Please swap "integer pair" for "whole-number pair" throughout the items below, leaving everything else unchanged.

#####

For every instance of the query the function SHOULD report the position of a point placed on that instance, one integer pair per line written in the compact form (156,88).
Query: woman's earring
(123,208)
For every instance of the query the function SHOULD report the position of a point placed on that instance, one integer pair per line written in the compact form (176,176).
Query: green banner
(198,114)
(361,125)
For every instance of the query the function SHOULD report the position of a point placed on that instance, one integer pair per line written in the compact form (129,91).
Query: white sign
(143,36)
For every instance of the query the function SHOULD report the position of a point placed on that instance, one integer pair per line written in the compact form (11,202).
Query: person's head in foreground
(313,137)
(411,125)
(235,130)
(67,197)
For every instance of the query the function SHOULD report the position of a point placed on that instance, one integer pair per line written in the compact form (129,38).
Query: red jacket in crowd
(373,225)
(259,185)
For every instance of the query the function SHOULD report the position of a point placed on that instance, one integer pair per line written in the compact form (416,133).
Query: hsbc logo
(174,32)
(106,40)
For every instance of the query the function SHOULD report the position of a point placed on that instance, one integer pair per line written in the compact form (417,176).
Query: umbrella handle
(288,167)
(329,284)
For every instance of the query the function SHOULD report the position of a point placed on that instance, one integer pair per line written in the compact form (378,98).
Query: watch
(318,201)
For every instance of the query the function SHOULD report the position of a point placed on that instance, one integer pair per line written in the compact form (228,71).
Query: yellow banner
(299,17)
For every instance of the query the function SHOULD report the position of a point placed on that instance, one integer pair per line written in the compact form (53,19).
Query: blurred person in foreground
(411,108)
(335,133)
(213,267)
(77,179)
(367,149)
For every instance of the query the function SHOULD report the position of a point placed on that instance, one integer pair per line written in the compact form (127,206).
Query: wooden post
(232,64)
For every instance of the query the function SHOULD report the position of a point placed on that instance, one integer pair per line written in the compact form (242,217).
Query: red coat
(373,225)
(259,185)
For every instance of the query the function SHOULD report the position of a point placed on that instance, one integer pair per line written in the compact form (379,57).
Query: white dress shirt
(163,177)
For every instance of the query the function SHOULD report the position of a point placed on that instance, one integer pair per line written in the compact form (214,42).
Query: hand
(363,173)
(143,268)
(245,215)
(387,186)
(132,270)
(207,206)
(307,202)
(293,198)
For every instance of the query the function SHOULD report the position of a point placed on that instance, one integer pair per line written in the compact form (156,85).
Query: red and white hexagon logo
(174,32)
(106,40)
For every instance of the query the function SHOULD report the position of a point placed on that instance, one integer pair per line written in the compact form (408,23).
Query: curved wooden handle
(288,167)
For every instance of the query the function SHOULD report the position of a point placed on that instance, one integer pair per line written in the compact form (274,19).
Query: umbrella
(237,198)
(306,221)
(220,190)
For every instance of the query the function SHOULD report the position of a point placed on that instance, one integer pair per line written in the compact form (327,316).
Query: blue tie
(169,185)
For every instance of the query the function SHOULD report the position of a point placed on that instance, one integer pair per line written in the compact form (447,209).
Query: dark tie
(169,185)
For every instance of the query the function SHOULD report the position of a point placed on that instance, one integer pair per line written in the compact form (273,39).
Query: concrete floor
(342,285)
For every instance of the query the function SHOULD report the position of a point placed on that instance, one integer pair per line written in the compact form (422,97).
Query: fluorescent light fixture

#####

- _Completed task_:
For every instance of the query the function SHOULD report the position of a point placed on that instance, one whole-number pair per line written in the compact form (156,88).
Query: woman's earring
(123,208)
For every instance of the query the function SHOULD report the position of a point placed on that instance, one whole-number pair per line written in the compact form (176,176).
Query: green banner
(198,114)
(361,125)
For every instance of the query the function SHOULD report the position of a point placed on that instance, one whole-number pair per line written in the compact form (129,91).
Query: white sign
(143,36)
For every instance of the query the function SHOULD report the position of a point placed on that instance, one whole-number pair per line written in the compact form (11,202).
Query: person's head in foreground
(313,137)
(411,125)
(235,130)
(67,197)
For every instance of the query the function SHOULD report the position of a point placed on that instance, one whole-number pair per line written in the compact form (129,38).
Query: red jacket in crowd
(373,225)
(259,185)
For every instance of the query the function SHOULD report the position of a point placed on that instance, one whole-number pair per line written in the compact form (416,133).
Query: hsbc logo
(174,32)
(106,40)
For every instance of the query the function SHOULD report the position of a point placed on that instance, one whole-number pair per line written in the compact form (417,176).
Query: umbrella handle
(288,167)
(329,284)
For every instance of the query the function SHOULD report the position of a point placed on that instance, one whole-number pair per line written in the compact form (378,98).
Query: watch
(318,201)
For every instance of the query the function SHOULD report the position of a point placed on that instance, one whole-number pair per line written in the compact form (228,71).
Query: yellow banner
(299,17)
For every instance of the query the function SHOULD report the position of a point placed on that instance, one whole-number pair per line written in the compact form (53,19).
Query: blurred person in foreground
(411,108)
(335,133)
(213,267)
(77,179)
(367,149)
For every instance of the query the function SHOULD report the position of a point placed on that instance, one whole-number pair per line written in the compact form (127,206).
Query: wooden post
(232,64)
For every instance of the query the function SHOULD report the position of a point placed on that instance, one whole-number pair per line written in the compact form (242,217).
Query: red coat
(373,225)
(259,185)
For every instance of the query the function SHOULD report the position of a point placed on that instance, one whole-number pair per line written in the compact form (379,57).
Query: white dress shirt
(163,177)
For every instance of the query the function SHOULD report the position of a point placed on that instance, one whole-number pair per line written in the compact form (214,42).
Query: hand
(363,173)
(143,268)
(245,215)
(387,186)
(132,270)
(207,206)
(307,202)
(293,198)
For every instance of the query the function SHOULD report the position of a point placed on that instance, one whole-number pair per line written in the compact form (156,85).
Query: red and white hexagon logo
(174,32)
(106,40)
For every instance of the query the function SHOULD report the position of a point placed on that instance, one whole-number pair per line written in the compact form (408,23).
Query: curved wooden handle
(288,167)
For every instance of the query the function SHOULD report the position of a point placed on that instance, one whole-number pair per line written in the compact form (274,19).
Query: umbrella
(237,198)
(306,221)
(220,190)
For every instance of the query the function SHOULD report the position of a point placed on that instance, one whole-number pair per line written in the compact form (327,316).
Query: blue tie
(169,185)
For every instance of the query the function SHOULD report the position of a point placed on that instance, one whole-number pair per line written in the compact form (447,209).
Query: dark tie
(169,185)
For every instance of the query the function SHOULD report the position of a point placed on that instance, one whole-number pair per line written in the compact form (273,39).
Query: concrete floor
(342,285)
For every instance of the query the function SHOULD report the position of a point placed on that instance, one whole-number pair per line written in the compact form (422,97).
Query: fluorescent light fixture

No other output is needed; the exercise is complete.